Your task >>
Format every line of the items below as a Markdown table with the columns Row and Line, numbering rows in order and omitting blank lines.

──────────────────────────────

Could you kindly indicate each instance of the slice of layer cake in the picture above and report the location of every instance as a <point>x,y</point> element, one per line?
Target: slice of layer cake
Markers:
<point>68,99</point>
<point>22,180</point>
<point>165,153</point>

──────────────────────────────

Complete answer >>
| Row | Line |
|---|---|
| 1 | Could you kindly indicate each instance of the slice of layer cake in the picture above and report the location of every instance as a <point>x,y</point> element, one per line? |
| 2 | Target: slice of layer cake |
| 3 | Markers: |
| 4 | <point>68,99</point> |
| 5 | <point>22,180</point> |
| 6 | <point>165,153</point> |